GOAL
Would you copy out the whole listing exactly as given?

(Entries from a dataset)
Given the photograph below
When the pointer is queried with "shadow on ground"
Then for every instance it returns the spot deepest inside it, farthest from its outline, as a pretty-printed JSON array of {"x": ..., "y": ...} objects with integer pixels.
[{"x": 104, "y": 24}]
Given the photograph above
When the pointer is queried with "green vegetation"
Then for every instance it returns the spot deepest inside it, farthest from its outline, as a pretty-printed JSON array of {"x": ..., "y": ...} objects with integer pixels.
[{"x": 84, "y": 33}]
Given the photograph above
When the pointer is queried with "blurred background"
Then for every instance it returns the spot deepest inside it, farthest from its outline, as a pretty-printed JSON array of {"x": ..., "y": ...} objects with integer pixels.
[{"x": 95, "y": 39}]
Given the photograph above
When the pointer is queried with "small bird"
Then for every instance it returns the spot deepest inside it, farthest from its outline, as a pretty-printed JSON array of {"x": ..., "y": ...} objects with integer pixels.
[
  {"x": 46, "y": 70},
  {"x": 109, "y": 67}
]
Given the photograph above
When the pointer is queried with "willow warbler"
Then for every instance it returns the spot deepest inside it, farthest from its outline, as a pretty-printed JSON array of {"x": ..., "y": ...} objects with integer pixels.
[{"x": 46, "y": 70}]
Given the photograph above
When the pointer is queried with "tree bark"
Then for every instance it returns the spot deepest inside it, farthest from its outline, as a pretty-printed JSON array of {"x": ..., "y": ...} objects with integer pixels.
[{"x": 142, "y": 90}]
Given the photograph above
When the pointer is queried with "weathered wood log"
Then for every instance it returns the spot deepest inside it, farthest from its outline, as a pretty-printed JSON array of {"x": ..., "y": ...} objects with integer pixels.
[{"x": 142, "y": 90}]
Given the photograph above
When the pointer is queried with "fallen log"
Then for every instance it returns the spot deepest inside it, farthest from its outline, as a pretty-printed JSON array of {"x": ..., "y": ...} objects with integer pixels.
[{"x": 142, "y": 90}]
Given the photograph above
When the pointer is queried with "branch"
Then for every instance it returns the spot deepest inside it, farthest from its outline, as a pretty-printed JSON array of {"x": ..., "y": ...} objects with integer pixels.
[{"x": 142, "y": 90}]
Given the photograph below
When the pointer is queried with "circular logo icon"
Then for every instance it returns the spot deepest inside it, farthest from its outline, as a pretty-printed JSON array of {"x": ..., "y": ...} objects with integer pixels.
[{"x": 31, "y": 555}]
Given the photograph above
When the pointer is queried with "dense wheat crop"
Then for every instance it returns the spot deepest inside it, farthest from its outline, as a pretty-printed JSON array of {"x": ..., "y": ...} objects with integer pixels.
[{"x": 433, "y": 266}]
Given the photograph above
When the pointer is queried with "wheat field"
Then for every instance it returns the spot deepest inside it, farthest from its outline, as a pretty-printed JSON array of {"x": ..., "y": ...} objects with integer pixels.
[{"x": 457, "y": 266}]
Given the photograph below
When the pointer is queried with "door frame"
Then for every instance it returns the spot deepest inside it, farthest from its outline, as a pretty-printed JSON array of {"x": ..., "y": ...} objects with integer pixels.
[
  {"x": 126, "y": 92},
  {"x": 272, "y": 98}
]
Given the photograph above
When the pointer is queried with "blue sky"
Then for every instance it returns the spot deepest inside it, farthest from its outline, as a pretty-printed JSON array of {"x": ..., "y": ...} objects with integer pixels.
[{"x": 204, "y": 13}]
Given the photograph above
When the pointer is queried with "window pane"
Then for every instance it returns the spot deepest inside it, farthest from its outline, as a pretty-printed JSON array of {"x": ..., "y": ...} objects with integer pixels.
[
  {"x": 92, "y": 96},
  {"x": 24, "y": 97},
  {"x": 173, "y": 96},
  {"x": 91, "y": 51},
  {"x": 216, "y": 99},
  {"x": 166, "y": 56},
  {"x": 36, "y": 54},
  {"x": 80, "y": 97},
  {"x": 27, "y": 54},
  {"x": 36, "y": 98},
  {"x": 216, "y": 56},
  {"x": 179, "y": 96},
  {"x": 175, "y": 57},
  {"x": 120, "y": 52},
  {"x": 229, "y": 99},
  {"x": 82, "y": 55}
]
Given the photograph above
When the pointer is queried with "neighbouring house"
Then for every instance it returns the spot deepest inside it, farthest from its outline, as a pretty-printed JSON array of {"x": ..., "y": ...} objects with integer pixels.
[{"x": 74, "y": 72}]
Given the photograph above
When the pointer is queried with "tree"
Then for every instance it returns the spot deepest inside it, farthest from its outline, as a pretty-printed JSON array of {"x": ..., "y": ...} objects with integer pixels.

TASK RESULT
Given the photograph below
When the pointer is queried with "shadow on ground"
Then for every instance it returns the spot deepest inside it, farthest from its outline, as a pretty-printed JSON array of {"x": ..., "y": ...} objects with integer pixels.
[{"x": 104, "y": 24}]
Given the photograph above
When the pointer is queried with "green vegetation"
Then for every instance it returns the spot deepest inside it, farthest from its outline, as a pretty-printed JSON array of {"x": ..., "y": ...} objects with integer pixels.
[{"x": 84, "y": 33}]
Given the photograph above
When the pointer is queried with "blurred background"
Then for every instance it returns the spot deepest inside it, farthest from its outline, as a pretty-printed JSON array of {"x": ..., "y": ...} objects with integer pixels.
[{"x": 95, "y": 39}]
Given the photograph above
When the pointer is queried with "small bird"
Then for every instance it returns the spot deepest inside it, farthest from its outline, as a pretty-printed JSON array of {"x": ..., "y": ...} objects with integer pixels.
[
  {"x": 46, "y": 70},
  {"x": 109, "y": 67}
]
Given the photograph above
When the pointer is queried with "willow warbler"
Then for every instance it returns the spot deepest inside it, farthest from its outline, as a pretty-printed JSON array of {"x": ..., "y": ...} objects with integer pixels.
[{"x": 46, "y": 70}]
Given the photograph above
When the pointer is queried with "tree bark"
Then for every instance it returns the spot deepest inside it, farthest from its outline, as a pretty-printed JSON array of {"x": ..., "y": ...} objects with integer pixels.
[{"x": 142, "y": 90}]
Given the photograph above
When the pointer is queried with "weathered wood log"
Then for every instance it returns the spot deepest inside it, farthest from its outline, as a pretty-printed JSON array of {"x": ..., "y": ...} objects with integer pixels.
[{"x": 142, "y": 90}]
Given the photograph above
When the pointer is queried with "fallen log"
Then for every instance it returns the spot deepest inside it, farthest from its outline, as a pretty-printed JSON array of {"x": ..., "y": ...} objects with integer pixels.
[{"x": 142, "y": 90}]
Given the photograph above
When the pointer is queried with "branch"
Then for every instance it returns the spot deepest inside it, farthest from its outline, as a pretty-printed JSON array of {"x": ..., "y": ...} objects with integer pixels.
[{"x": 142, "y": 90}]
Given the photograph below
When the pointer is queried with "circular logo icon"
Then for every instance it returns the spot deepest inside it, farthest from its outline, as a pretty-printed JSON array of {"x": ..., "y": ...} objects with integer pixels.
[{"x": 31, "y": 555}]
Given the photograph above
When the pointer is queried with "dense wheat crop"
Then for every instance it returns the spot deepest inside it, farthest from its outline, as a pretty-printed JSON array of {"x": ..., "y": ...} objects with integer pixels.
[{"x": 433, "y": 266}]
Given the photograph above
When the pointer is queried with "wheat field"
Then for every instance it returns the spot deepest inside it, farthest from its outline, as a pretty-printed JSON array of {"x": ..., "y": ...} objects with integer pixels.
[{"x": 457, "y": 266}]
Given the photograph below
When the pointer is queried with "door frame"
Then for every instance it returns the spot deepest inside it, farthest from its outline, as a pretty-printed JSON array of {"x": ..., "y": ...} objects with integer pixels.
[
  {"x": 126, "y": 92},
  {"x": 272, "y": 98}
]
Given the photograph above
When the pointer is queried with "blue sky"
Then for every instance it returns the spot deepest inside it, farthest from its outline, as a pretty-printed JSON array of {"x": ..., "y": ...} objects with integer pixels.
[{"x": 204, "y": 13}]
Given the photograph above
When the pointer is queried with "window pane"
Then for every instance it returns the spot deepest inside it, farthest from its outline, as a pretty-printed JSON array of {"x": ..., "y": ...} objects with integer pixels.
[
  {"x": 92, "y": 96},
  {"x": 24, "y": 97},
  {"x": 173, "y": 96},
  {"x": 91, "y": 51},
  {"x": 216, "y": 99},
  {"x": 166, "y": 56},
  {"x": 36, "y": 54},
  {"x": 80, "y": 97},
  {"x": 27, "y": 54},
  {"x": 36, "y": 98},
  {"x": 216, "y": 56},
  {"x": 179, "y": 96},
  {"x": 175, "y": 57},
  {"x": 120, "y": 52},
  {"x": 229, "y": 99},
  {"x": 82, "y": 55}
]
Given the photograph above
When the pointer is queried with "neighbouring house"
Then for every instance it returns the spot deepest inside it, farthest from its outline, as a pretty-printed JSON array of {"x": ..., "y": ...} objects with integer pixels.
[{"x": 74, "y": 72}]
Given the photograph above
When the pointer is queried with "tree"
Then for every instance it returns the spot deepest inside it, farthest from its outline, as a pretty-printed JSON array of {"x": ..., "y": ...} objects with integer pixels.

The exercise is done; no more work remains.